▸ **Objetivo**
Redigite o trecho do texto sobre a lenda do anel que vai de "A Persistência da" até "da aventura humana.", incluindo ambos.

▸ **Texto extraído**
=======

A Persistência da Memória

Uma antiquíssima lenda persa, reciclada nos repertórios árabe e hebraico, fala de um poderoso rei do passado (as versões judaicas geralmente o identificam como Salomão) que, por motivos que só a ele coube saber, exigiu de sábios seus súditos que criassem um artefato capaz de a uma vez trazer alegria aos infelizes e tristeza aos contentes; o resultado cumpria o ordenado com uma trivialidade que era tanto ridícula como genial: tratava-se de um simples anel, de metal vulgar, portando em seu entorno, contudo, a inscrição “isto também passará”. A expressão se provou mais duradoura do que outros detalhes do conto, e se mantém razoavelmente popular nos enredos entrecruzados da cultura ocidental como um lembrete da fugacidade da aventura humana.
Mas é fácil (e desagradavelmente comum, por consequência) conceber o rei da lenda como um robô, cujas emoções, absolutas em si e diametralmente opostas, se alternem com a facilidade do apertar de um botão. Mais interessante é imaginar os dois estados como essencialmente vagos, praticamente indistintos, e apenas a experiência subjetiva podendo diferenciá-los; no momento em que o portador do anel passa a se entender feliz, a própria existência da infelicidade se torna dúbia, apenas a impalpável recordação de um sentimento.

=======

Listagem de dados:

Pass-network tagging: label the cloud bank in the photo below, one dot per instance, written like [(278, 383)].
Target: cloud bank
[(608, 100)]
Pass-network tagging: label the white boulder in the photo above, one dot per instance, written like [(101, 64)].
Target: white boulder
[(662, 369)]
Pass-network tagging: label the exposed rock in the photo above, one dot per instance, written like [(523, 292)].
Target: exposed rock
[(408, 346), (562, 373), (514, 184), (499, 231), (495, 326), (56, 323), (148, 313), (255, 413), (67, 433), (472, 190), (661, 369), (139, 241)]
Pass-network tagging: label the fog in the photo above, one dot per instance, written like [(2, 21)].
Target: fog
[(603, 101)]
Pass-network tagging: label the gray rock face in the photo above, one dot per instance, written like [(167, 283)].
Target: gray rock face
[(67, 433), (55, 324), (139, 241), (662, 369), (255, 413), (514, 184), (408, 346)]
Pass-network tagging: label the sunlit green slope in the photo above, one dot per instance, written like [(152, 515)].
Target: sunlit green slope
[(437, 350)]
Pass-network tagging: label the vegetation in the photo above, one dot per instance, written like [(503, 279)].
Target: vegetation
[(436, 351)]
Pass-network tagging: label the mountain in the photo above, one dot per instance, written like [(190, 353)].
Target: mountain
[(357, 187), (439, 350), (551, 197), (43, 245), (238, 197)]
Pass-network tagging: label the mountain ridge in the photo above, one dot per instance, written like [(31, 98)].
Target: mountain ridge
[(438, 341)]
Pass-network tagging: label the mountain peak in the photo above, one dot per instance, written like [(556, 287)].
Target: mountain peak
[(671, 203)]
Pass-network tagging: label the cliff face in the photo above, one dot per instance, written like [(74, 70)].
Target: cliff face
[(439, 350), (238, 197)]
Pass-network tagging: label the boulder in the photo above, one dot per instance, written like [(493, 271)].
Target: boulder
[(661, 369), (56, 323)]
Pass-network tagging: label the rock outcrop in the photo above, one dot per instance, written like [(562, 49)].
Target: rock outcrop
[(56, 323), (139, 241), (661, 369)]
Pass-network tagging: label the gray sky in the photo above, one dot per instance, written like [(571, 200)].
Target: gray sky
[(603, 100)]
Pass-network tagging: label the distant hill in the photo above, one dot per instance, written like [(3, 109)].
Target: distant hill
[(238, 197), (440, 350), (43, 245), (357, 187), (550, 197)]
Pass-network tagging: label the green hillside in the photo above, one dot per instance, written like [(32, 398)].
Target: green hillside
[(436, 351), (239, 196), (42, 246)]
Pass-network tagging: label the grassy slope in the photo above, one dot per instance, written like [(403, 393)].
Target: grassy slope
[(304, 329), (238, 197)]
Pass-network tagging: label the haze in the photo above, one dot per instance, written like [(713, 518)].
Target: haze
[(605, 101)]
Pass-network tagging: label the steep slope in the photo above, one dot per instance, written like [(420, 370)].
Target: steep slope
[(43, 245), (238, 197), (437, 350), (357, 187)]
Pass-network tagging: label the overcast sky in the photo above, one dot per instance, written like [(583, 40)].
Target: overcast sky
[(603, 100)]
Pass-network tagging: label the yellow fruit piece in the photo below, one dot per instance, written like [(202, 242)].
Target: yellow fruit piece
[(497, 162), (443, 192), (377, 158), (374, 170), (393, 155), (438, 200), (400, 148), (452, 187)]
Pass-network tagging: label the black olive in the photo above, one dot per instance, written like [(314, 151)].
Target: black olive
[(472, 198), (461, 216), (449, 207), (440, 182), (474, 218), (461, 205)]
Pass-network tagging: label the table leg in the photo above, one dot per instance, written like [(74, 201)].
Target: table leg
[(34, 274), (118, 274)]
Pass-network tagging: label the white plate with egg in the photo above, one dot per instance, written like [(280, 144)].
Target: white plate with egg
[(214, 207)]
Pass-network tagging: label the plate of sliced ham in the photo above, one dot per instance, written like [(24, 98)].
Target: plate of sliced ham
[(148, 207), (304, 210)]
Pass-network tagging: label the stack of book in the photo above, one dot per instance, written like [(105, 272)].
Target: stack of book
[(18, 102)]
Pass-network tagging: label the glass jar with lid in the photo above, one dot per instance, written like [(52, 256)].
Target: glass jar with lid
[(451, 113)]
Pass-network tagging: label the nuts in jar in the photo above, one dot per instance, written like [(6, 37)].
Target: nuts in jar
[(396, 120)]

=======

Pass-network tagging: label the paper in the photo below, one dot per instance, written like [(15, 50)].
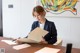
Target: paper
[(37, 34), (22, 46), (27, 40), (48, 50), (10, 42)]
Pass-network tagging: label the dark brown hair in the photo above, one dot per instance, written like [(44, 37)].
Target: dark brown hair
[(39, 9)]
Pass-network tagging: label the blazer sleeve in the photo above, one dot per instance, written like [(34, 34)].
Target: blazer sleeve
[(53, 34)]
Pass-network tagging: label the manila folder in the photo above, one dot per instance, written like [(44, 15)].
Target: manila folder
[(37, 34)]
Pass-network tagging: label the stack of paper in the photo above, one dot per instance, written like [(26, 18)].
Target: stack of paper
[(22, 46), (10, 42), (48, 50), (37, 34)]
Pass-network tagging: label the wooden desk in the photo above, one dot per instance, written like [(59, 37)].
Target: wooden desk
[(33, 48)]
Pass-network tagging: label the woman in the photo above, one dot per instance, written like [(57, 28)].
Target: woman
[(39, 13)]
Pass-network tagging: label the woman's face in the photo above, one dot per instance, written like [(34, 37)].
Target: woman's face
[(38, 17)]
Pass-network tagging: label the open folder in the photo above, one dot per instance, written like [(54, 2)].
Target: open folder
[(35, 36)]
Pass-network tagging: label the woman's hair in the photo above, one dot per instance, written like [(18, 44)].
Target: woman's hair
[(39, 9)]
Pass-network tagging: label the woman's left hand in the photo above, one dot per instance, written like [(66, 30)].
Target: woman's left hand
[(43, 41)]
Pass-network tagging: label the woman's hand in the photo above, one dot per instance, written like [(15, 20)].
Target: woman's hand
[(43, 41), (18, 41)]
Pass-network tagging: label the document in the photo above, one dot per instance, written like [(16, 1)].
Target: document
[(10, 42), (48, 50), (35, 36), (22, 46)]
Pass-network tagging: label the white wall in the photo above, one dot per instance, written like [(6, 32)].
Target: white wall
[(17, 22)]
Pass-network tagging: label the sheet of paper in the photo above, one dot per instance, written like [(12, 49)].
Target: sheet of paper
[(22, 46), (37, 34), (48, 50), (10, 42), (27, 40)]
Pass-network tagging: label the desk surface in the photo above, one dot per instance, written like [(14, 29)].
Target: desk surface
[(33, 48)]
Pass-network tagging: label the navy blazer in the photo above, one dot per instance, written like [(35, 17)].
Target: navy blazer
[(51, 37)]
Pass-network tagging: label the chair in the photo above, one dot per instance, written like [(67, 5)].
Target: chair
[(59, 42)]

=======

▸ **Resposta do exercício**
A Persistência da Memória

Uma antiquíssima lenda persa, reciclada nos repertórios árabe e hebraico, fala de um poderoso rei do passado (as versões judaicas geralmente o identificam como Salomão) que, por motivos que só a ele coube saber, exigiu de sábios seus súditos que criassem um artefato capaz de a uma vez trazer alegria aos infelizes e tristeza aos contentes; o resultado cumpria o ordenado com uma trivialidade que era tanto ridícula como genial: tratava-se de um simples anel, de metal vulgar, portando em seu entorno, contudo, a inscrição “isto também passará”. A expressão se provou mais duradoura do que outros detalhes do conto, e se mantém razoavelmente popular nos enredos entrecruzados da cultura ocidental como um lembrete da fugacidade da aventura humana.